▸ Quoted passage:
A control scheme held together by sheer personality

Air Riders inherits the same minimalist DNA that defined the GameCube original, a constant forward surge, a single brake-and-boost button, and a physics model that often feels like a balloon being pushed through a wind tunnel. That should be a problem, and sometimes it is, but it’s also the beating heart of the whole experience. Machines accelerate on their own, glide off ramps with unruly grace, and drift with a looseness that’s almost slapstick until you learn how to bend it to your will. At first, it feels like the game is playing you. Then, slowly, it clicks.

Once you’re in the flow, that simplicity becomes a genuine strength. Each of the 20+ machines has its own weird rhythm — the Swerve Star that only turns while braking, the Jet Star that rockets forward the moment it catches air, the Chariot class that seems born to dominate tight corners. And layered on top of that is an equally eclectic roster of riders, each with special abilities that feel almost like Smash Bros. supers jammed into a racing game. It’s an approach that can overwhelm newcomers, and teaching friends the basics sometimes feels closer to teaching a board game than handing someone a controller. But the moment the game stops feeling alien, it becomes unusually addictive.

▸ Source information:
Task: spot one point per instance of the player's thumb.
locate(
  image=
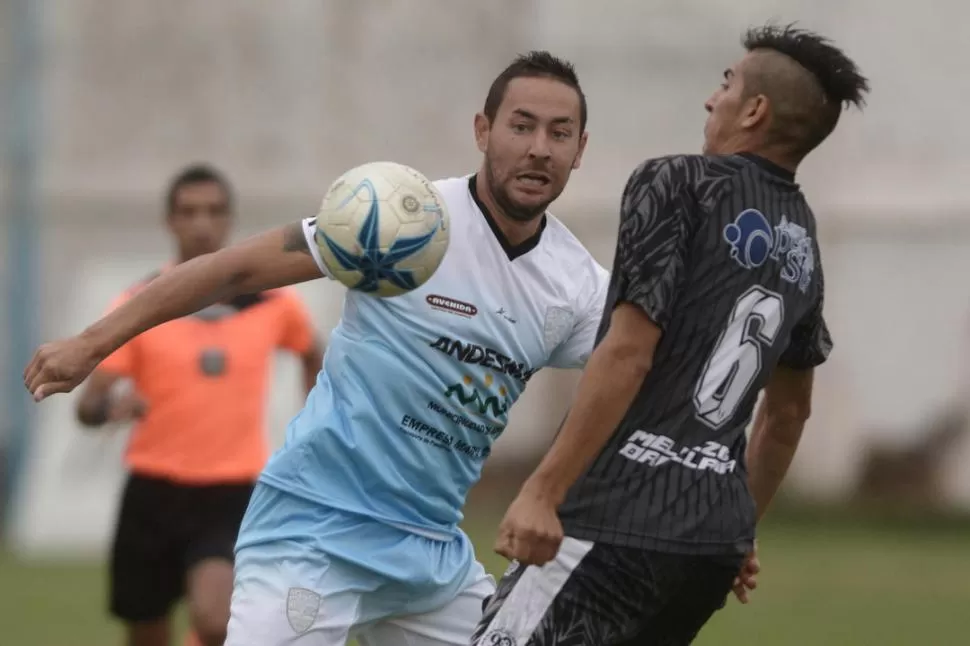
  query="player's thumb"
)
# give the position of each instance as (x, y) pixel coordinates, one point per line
(46, 390)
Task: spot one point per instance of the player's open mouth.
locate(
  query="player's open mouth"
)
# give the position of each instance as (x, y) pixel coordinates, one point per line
(533, 179)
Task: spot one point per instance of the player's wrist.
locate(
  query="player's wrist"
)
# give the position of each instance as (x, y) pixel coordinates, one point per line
(545, 487)
(98, 342)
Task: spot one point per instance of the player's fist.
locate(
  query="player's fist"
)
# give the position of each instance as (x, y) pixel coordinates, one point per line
(59, 367)
(531, 531)
(747, 578)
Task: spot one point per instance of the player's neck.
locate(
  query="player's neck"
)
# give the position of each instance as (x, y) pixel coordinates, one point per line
(771, 153)
(515, 231)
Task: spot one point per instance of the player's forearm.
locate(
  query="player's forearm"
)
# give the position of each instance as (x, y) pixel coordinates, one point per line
(774, 440)
(92, 410)
(609, 384)
(266, 261)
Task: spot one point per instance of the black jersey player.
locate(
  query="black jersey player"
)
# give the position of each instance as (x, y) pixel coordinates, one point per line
(716, 294)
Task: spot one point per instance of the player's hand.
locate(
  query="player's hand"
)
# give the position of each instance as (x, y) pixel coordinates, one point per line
(59, 367)
(531, 532)
(747, 579)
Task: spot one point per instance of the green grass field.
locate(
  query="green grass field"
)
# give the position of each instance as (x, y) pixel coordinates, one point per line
(824, 582)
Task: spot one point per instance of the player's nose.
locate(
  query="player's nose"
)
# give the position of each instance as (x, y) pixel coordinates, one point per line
(539, 146)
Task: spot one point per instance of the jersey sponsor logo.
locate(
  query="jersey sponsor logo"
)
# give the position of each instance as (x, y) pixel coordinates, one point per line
(491, 430)
(430, 434)
(479, 355)
(452, 306)
(754, 241)
(504, 313)
(655, 450)
(488, 404)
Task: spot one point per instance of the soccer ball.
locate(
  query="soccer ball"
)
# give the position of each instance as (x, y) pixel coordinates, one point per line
(382, 229)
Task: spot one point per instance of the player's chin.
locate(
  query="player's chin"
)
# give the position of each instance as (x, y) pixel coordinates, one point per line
(533, 196)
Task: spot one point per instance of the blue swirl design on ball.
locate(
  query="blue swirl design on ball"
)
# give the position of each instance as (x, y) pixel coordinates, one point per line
(373, 263)
(750, 237)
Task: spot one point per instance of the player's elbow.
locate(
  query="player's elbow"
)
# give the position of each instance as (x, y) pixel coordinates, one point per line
(635, 358)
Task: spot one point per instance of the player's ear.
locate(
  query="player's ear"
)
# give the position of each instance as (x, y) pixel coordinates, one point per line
(754, 111)
(482, 128)
(583, 138)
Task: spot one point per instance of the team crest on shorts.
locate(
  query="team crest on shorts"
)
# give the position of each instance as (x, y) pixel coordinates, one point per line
(498, 637)
(559, 320)
(302, 607)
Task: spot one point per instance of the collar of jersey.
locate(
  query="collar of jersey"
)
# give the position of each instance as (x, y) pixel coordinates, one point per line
(512, 251)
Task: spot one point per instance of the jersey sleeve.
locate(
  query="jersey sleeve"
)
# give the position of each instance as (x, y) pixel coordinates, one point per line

▸ What the exercise asks: Retype everything in the Air Riders passage from "Air Riders inherits" down to "slowly, it clicks.".

▸ Response below:
Air Riders inherits the same minimalist DNA that defined the GameCube original, a constant forward surge, a single brake-and-boost button, and a physics model that often feels like a balloon being pushed through a wind tunnel. That should be a problem, and sometimes it is, but it’s also the beating heart of the whole experience. Machines accelerate on their own, glide off ramps with unruly grace, and drift with a looseness that’s almost slapstick until you learn how to bend it to your will. At first, it feels like the game is playing you. Then, slowly, it clicks.